### Work order
In the listing below, start your output at the line with "# response lists one point per instance, each like pixel 340" and end it after the line with "# response lists one point per instance, each like pixel 171", copying every line exactly.

### Data for this exercise

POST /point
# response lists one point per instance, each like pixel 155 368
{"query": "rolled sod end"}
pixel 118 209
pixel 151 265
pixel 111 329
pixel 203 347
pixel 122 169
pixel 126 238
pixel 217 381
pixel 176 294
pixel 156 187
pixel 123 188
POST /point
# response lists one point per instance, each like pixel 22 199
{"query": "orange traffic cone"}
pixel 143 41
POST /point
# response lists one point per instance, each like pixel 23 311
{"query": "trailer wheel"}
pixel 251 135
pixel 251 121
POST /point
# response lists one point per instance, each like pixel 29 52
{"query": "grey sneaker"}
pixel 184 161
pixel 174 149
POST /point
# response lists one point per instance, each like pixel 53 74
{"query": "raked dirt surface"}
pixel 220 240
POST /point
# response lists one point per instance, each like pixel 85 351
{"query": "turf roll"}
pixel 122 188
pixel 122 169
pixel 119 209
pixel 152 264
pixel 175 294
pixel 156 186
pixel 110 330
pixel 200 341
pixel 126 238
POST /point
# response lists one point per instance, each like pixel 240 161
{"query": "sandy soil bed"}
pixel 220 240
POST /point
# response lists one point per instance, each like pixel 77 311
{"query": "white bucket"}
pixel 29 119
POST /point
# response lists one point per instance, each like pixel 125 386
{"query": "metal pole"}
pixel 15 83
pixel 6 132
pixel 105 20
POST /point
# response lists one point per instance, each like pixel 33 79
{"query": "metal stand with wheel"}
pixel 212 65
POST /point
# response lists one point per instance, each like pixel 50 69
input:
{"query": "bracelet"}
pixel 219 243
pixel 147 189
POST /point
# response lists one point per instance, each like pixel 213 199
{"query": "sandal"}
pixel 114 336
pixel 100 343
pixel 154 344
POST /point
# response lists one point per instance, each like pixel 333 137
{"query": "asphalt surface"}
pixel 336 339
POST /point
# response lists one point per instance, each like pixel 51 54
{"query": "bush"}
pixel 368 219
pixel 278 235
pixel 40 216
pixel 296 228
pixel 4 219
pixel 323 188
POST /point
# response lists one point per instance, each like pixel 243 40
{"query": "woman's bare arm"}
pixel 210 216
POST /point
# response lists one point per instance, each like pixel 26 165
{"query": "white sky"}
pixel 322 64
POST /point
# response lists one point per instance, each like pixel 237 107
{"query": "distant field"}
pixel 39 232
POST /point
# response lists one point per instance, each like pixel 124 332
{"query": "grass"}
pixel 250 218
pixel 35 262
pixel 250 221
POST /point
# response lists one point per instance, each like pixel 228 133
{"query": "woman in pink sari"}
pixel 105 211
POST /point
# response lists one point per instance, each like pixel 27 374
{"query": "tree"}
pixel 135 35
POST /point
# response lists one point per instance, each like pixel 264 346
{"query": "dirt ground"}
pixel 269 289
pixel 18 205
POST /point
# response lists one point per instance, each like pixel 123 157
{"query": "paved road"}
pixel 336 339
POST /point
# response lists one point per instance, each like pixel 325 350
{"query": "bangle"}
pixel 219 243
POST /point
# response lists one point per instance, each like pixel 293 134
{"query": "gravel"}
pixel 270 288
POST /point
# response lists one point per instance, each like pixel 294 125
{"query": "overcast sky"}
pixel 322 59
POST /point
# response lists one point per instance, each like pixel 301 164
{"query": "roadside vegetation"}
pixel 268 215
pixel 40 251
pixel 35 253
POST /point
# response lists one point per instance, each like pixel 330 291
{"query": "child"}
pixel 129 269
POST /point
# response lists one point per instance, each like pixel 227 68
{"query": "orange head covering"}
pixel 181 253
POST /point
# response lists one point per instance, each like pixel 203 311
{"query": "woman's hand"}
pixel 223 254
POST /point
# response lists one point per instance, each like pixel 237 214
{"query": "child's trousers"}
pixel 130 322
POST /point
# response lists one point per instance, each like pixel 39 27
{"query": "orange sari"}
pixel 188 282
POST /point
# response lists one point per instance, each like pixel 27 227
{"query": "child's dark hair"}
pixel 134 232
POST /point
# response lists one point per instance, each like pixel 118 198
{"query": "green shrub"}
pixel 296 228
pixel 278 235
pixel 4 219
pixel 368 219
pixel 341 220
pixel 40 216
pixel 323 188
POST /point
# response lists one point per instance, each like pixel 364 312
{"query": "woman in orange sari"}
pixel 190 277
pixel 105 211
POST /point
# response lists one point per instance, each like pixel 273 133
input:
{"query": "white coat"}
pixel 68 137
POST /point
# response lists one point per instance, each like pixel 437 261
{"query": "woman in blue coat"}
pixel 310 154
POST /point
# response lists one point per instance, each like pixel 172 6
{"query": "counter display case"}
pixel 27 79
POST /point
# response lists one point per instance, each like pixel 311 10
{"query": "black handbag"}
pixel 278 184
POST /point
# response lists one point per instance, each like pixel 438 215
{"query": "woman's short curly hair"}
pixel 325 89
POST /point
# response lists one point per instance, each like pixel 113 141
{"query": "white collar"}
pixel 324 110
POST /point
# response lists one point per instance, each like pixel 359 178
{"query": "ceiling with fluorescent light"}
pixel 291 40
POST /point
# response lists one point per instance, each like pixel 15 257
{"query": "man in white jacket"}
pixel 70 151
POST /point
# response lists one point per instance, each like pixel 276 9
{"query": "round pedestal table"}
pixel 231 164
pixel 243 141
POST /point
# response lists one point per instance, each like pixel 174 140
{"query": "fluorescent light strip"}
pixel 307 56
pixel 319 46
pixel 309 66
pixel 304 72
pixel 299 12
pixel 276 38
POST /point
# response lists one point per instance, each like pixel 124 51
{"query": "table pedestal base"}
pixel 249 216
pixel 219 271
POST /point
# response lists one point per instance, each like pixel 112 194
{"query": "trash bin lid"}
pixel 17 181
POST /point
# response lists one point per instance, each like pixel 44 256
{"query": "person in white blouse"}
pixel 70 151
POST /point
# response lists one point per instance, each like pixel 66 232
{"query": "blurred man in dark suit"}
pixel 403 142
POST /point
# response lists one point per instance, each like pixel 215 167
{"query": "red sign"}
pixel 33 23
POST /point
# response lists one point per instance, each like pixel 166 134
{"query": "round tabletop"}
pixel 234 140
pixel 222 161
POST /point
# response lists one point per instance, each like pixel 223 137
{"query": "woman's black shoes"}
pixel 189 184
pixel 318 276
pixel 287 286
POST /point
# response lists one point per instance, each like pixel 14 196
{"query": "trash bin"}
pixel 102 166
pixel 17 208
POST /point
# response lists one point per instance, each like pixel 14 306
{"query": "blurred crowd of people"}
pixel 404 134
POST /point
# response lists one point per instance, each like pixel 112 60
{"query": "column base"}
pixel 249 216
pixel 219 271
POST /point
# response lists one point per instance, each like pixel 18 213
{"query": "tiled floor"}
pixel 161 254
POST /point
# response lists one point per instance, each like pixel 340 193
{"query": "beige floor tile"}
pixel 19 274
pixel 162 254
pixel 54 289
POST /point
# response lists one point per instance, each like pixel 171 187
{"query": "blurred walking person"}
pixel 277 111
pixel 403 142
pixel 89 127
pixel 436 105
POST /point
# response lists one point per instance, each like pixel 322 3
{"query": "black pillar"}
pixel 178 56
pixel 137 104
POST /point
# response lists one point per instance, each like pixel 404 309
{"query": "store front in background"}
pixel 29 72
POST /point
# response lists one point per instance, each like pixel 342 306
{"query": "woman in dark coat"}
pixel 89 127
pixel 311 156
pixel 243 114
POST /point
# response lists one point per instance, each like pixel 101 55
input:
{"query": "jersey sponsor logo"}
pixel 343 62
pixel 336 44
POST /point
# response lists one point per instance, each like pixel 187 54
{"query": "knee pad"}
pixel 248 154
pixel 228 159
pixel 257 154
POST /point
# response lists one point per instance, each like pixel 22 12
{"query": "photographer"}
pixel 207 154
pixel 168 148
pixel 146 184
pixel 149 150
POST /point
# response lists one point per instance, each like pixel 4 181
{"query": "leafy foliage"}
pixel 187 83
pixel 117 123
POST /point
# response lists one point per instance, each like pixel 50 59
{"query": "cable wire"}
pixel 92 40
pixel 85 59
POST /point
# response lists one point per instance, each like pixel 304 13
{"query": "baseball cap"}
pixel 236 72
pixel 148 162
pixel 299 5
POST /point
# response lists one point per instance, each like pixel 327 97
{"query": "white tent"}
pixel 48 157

### Result of the task
# response lists one point per instance, each like pixel 340 193
{"query": "beige floor tile"}
pixel 19 274
pixel 162 254
pixel 54 289
POST /point
# response lists one point per instance, each like pixel 171 187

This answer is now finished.